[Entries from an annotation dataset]
==================================================
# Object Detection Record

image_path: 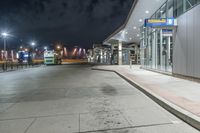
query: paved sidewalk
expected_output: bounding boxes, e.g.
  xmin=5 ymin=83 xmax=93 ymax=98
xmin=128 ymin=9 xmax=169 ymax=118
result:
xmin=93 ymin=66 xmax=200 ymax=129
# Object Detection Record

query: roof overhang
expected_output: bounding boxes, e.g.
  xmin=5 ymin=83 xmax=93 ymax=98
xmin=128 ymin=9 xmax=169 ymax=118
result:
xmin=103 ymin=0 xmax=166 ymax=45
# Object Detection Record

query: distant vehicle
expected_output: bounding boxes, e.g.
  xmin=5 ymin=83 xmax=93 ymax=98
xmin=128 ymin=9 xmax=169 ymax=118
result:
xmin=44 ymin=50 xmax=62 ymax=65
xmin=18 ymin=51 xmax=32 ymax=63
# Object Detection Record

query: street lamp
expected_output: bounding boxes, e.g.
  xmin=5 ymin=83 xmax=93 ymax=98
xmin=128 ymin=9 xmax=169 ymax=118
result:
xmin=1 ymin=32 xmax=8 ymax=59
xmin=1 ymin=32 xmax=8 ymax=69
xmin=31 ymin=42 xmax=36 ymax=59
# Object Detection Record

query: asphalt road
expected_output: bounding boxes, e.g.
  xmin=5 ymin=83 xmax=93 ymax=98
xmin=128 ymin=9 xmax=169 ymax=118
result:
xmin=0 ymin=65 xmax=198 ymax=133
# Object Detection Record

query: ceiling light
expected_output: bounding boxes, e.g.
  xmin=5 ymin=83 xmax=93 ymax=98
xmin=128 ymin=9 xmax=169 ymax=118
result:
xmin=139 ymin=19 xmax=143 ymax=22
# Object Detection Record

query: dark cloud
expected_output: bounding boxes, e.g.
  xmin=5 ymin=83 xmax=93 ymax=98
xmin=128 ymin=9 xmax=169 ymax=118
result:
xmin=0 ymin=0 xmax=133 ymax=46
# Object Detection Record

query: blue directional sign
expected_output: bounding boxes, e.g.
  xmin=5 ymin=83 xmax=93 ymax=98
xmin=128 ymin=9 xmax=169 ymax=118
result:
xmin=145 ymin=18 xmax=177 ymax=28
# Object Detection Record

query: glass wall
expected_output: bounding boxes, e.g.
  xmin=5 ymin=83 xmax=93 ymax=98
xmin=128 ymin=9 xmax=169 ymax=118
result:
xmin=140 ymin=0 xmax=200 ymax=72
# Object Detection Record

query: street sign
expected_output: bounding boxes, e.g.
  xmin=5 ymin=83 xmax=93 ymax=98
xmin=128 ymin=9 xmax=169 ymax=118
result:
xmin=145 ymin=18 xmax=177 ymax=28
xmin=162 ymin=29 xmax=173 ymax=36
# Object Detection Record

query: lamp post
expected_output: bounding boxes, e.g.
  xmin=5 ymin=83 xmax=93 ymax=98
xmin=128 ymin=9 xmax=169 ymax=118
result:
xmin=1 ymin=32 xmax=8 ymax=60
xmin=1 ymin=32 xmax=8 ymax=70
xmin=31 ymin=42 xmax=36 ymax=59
==================================================
Replace "bounding boxes" with "box coordinates" everywhere in the data above, leaving the rest unchanged. Omit the pictures from your answer.

# Object Detection Record

image_path: 
query: paved sidewalk
expected_output: box coordinates, e.g.
  xmin=5 ymin=83 xmax=93 ymax=98
xmin=128 ymin=9 xmax=169 ymax=118
result:
xmin=93 ymin=66 xmax=200 ymax=129
# Object Detection Record

query: roof overhang
expected_output: box coordinates, e.g.
  xmin=5 ymin=83 xmax=93 ymax=98
xmin=128 ymin=9 xmax=169 ymax=118
result:
xmin=103 ymin=0 xmax=166 ymax=45
# Object Detection Record

query: distant vehicle
expected_output: box coordinates, e.g.
  xmin=5 ymin=83 xmax=93 ymax=98
xmin=128 ymin=9 xmax=169 ymax=118
result:
xmin=44 ymin=50 xmax=62 ymax=65
xmin=18 ymin=51 xmax=32 ymax=63
# Object Detection Record

query: street lamp
expected_output: box coordinates, e.g.
  xmin=5 ymin=83 xmax=93 ymax=98
xmin=128 ymin=9 xmax=169 ymax=118
result:
xmin=1 ymin=32 xmax=8 ymax=59
xmin=1 ymin=32 xmax=8 ymax=69
xmin=31 ymin=42 xmax=36 ymax=59
# Object Detection Record

query: asphalt road
expected_output: box coordinates, e.g.
  xmin=5 ymin=83 xmax=93 ymax=98
xmin=128 ymin=9 xmax=169 ymax=118
result:
xmin=0 ymin=65 xmax=198 ymax=133
# Object Detection Record

query: ceiling light
expected_output: box coordinates, e.g.
  xmin=5 ymin=83 xmax=93 ymax=98
xmin=128 ymin=9 xmax=169 ymax=118
result:
xmin=139 ymin=19 xmax=143 ymax=22
# Object Detection Record

query: dark cloud
expected_output: box coordinates, e.g.
  xmin=5 ymin=83 xmax=93 ymax=98
xmin=128 ymin=9 xmax=169 ymax=118
result:
xmin=0 ymin=0 xmax=133 ymax=46
# Object Detection Record

query: blue directional sign
expected_output: box coordinates, e.g.
  xmin=5 ymin=83 xmax=93 ymax=98
xmin=128 ymin=9 xmax=169 ymax=118
result:
xmin=145 ymin=18 xmax=177 ymax=28
# Object Detection Record

query: glass wall
expected_output: box coordinates, e.g.
  xmin=5 ymin=83 xmax=93 ymax=98
xmin=128 ymin=9 xmax=169 ymax=118
result:
xmin=140 ymin=0 xmax=200 ymax=72
# Object Detection Record

query: street sign
expected_output: box coordinates, e.g.
  xmin=5 ymin=83 xmax=93 ymax=98
xmin=128 ymin=9 xmax=169 ymax=118
result:
xmin=145 ymin=18 xmax=177 ymax=28
xmin=162 ymin=29 xmax=173 ymax=36
# Object Detection Record

query: lamp post
expected_output: box coordinates, e.g.
  xmin=5 ymin=83 xmax=93 ymax=98
xmin=128 ymin=9 xmax=169 ymax=118
result:
xmin=1 ymin=32 xmax=8 ymax=60
xmin=1 ymin=32 xmax=8 ymax=70
xmin=31 ymin=42 xmax=36 ymax=59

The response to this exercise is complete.